■ **Work to complete**: Only the lines from the one with "Pick out one point on every instance of the white tufted" through the end of the material below belong in the reply; transcribe them exactly.

■ **Input for this task**:
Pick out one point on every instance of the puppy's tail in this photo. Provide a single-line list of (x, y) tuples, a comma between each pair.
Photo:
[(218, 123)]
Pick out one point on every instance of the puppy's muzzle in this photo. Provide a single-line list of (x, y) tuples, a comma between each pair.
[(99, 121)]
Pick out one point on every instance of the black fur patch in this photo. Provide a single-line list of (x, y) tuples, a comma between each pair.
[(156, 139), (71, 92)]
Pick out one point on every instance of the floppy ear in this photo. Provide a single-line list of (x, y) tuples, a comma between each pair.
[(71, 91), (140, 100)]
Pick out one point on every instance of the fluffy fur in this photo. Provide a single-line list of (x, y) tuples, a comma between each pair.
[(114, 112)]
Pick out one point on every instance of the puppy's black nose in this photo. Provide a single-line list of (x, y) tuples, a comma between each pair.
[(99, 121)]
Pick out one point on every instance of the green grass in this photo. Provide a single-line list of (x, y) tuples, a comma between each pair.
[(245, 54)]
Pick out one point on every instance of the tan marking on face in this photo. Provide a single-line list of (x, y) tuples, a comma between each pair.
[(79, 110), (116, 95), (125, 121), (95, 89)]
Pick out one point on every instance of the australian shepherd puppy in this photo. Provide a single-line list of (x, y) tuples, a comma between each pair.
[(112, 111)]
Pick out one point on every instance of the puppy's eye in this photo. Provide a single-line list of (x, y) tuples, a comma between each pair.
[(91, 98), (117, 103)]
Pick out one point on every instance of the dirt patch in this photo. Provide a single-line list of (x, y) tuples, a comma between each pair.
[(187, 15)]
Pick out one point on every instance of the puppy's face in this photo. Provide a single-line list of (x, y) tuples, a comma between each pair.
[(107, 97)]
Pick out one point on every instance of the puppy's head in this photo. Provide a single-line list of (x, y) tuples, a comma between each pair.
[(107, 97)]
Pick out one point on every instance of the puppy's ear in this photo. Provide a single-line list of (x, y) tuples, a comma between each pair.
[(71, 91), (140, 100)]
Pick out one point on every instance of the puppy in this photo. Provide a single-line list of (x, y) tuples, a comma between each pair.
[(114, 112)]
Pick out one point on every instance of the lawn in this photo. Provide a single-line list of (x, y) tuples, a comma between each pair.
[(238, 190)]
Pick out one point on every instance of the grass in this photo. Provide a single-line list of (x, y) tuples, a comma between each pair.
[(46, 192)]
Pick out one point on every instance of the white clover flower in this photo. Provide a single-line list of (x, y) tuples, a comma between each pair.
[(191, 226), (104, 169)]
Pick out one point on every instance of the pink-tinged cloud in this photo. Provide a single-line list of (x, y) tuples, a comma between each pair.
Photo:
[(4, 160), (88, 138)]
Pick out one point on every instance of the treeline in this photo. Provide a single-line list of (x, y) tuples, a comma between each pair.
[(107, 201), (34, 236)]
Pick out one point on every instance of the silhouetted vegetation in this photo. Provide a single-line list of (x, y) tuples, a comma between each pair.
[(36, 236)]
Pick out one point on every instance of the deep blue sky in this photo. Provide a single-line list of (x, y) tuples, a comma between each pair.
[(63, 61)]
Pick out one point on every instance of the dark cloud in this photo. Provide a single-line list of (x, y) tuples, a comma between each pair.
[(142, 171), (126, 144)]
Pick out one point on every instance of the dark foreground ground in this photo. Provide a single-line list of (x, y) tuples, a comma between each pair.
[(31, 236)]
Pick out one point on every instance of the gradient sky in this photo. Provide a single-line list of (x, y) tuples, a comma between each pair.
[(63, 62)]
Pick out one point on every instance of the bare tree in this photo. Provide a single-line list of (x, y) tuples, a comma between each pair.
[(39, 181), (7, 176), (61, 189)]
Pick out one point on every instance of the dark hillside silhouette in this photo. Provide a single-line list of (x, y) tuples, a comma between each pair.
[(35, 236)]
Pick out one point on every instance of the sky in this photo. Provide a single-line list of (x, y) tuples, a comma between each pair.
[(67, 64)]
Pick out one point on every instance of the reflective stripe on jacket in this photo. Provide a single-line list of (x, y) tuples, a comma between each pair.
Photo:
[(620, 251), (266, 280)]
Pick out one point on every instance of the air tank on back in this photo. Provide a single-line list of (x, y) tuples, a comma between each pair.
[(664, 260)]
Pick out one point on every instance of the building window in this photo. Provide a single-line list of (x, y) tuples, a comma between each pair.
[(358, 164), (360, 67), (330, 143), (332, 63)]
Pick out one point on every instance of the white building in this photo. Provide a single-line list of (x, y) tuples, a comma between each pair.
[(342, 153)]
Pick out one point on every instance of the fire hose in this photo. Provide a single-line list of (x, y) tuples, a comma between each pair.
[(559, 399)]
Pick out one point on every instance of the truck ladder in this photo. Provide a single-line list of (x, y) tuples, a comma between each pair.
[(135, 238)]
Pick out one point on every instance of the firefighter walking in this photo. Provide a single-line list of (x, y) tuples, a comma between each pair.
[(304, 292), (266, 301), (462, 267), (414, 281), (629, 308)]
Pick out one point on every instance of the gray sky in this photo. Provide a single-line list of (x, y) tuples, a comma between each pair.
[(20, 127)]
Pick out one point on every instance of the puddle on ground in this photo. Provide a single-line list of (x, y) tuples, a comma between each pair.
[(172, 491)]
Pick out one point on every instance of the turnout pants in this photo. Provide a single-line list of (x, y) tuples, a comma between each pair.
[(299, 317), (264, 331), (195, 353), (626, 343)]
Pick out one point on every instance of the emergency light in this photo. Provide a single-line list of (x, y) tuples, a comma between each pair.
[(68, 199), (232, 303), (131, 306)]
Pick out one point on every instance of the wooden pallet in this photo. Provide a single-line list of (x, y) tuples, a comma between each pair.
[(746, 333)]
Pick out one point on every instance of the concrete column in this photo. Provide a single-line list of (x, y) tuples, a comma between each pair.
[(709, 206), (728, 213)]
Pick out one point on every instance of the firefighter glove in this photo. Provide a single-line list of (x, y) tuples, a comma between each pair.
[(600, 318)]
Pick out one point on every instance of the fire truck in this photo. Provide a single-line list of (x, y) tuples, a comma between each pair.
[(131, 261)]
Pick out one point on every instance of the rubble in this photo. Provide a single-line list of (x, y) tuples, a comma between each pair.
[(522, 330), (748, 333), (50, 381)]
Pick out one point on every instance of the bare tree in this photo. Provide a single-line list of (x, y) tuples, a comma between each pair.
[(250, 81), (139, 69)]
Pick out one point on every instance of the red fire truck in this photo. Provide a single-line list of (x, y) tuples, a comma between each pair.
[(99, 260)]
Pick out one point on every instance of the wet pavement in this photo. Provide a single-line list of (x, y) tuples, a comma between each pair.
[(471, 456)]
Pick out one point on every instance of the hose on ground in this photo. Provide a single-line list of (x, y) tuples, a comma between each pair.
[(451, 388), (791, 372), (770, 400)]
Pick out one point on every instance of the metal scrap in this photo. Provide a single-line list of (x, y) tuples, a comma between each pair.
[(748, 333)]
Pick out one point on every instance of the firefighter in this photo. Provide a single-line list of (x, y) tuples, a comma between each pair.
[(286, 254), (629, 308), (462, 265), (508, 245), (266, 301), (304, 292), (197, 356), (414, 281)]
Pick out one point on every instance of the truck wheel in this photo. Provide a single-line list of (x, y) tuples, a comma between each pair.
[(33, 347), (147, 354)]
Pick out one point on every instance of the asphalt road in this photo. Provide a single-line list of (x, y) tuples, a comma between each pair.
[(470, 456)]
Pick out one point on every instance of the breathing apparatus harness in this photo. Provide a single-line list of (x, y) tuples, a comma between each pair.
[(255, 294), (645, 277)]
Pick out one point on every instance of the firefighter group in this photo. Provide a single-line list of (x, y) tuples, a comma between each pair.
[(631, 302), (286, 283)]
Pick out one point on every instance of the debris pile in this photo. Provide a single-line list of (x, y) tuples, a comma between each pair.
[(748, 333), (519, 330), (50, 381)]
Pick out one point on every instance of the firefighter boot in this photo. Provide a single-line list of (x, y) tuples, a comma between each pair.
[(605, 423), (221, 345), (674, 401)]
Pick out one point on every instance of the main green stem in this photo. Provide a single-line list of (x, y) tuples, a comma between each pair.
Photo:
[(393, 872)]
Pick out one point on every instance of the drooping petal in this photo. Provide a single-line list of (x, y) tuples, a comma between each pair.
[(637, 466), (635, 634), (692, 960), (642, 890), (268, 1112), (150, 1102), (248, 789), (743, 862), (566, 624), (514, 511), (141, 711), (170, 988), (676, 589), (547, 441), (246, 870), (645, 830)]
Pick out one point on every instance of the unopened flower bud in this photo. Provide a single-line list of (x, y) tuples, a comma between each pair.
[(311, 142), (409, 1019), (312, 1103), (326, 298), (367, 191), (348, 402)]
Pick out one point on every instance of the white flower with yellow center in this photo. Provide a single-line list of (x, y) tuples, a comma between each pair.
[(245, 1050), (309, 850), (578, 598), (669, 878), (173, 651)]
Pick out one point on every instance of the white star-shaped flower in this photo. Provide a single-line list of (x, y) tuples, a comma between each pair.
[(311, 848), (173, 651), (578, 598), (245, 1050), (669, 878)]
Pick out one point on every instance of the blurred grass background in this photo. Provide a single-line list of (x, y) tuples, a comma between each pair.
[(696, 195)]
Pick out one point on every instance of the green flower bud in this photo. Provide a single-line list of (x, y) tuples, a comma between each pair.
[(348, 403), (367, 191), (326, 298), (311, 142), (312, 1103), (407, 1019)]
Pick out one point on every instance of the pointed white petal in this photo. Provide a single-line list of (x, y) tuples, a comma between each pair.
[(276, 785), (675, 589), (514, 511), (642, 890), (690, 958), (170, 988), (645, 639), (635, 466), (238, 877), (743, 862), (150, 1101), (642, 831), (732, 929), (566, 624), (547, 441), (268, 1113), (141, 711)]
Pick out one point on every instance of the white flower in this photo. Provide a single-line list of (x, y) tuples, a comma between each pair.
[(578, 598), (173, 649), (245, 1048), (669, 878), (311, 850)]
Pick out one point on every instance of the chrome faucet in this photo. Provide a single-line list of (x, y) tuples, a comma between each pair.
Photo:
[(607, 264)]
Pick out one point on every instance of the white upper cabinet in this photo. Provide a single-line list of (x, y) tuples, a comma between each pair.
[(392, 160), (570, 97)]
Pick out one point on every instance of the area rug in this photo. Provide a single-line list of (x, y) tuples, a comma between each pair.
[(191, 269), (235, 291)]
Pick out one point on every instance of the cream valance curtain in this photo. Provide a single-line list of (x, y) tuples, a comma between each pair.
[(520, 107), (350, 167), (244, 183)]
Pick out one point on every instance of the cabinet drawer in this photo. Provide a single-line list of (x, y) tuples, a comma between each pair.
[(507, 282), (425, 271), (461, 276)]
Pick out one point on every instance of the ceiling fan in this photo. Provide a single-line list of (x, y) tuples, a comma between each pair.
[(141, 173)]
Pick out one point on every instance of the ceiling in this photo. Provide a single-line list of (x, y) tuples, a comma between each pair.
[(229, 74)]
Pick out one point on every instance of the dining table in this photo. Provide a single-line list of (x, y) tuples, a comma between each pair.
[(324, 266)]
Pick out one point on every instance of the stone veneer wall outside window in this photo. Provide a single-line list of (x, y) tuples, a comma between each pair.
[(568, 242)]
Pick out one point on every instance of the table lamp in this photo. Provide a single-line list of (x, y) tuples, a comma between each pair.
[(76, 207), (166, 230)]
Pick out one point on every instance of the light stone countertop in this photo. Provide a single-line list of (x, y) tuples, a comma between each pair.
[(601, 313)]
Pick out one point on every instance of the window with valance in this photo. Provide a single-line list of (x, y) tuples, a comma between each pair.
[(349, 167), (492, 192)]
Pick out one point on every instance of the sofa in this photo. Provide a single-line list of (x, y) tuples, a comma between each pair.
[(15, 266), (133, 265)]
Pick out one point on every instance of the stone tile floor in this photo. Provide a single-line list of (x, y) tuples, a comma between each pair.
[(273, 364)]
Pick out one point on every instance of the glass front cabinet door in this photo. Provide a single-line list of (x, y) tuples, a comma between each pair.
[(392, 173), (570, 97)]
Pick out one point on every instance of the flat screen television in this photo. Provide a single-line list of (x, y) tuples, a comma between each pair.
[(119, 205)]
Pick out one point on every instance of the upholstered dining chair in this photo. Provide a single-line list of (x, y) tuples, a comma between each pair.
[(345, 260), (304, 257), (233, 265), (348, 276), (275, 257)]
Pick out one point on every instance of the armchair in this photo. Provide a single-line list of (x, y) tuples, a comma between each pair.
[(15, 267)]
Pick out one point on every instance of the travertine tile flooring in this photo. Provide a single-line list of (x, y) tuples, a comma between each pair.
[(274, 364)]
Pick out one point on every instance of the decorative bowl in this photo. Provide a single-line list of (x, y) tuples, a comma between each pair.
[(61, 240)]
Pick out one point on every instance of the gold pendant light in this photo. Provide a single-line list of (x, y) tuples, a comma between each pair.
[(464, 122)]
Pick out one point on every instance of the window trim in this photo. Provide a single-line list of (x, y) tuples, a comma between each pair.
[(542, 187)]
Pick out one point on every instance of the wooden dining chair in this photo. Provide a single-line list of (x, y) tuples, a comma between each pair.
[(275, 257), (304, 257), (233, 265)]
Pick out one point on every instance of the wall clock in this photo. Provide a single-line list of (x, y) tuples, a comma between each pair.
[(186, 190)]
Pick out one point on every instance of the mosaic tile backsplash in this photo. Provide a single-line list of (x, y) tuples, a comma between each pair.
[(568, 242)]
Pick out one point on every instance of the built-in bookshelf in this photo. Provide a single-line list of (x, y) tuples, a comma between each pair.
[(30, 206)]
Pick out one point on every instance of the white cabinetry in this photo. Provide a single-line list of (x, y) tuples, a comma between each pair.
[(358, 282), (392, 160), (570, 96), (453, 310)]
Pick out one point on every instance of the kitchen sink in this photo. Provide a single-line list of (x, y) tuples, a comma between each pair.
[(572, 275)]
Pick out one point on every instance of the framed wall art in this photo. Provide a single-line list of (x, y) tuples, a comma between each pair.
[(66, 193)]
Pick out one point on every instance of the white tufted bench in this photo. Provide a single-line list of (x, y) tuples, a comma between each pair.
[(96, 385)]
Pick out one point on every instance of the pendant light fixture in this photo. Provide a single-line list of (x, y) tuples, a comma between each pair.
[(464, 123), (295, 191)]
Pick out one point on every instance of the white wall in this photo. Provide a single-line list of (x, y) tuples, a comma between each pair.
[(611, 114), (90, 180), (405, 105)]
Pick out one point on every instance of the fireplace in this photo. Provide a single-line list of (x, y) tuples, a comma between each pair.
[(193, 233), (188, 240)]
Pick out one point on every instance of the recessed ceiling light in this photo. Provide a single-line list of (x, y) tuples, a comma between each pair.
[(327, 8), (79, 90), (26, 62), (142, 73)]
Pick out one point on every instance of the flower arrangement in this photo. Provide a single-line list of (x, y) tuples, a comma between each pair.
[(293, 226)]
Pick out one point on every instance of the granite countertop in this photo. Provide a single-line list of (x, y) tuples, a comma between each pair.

■ **Completed exercise**:
Pick out one point on every instance of the white tufted bench in this photo. Provide a single-line list of (x, y) tuples, a comma between each pair.
[(96, 385)]
Pick out one point on every instance of the pendant light fixture in this photo. Provide a single-line list of (x, y) tuples, a comma between each pair.
[(464, 123), (295, 191)]
Pick out one point on every instance of the white wall in this photo. Provide a single-line list of (x, y) tuples, a comma between each pair.
[(611, 114), (90, 180), (405, 105)]
Pick out one point on every instance of the fireplace in this photo. Provide a single-line list of (x, y) tuples, a comma between each pair.
[(193, 233), (188, 240)]
Pick out one point on every instance of the recessed ceiling light in this photo. Provide a single-line list of (x, y) tuples, a comma between each pair.
[(327, 8), (79, 90), (26, 62), (142, 73)]
Pick out one point on every instance of the flower arrangement in this photo. Provide a single-line list of (x, y) tuples, a comma between each pair.
[(293, 226)]
Pick out one point on every instance of the granite countertop in this photo. Provide a single-line list of (x, y) tuples, a comma between each pair.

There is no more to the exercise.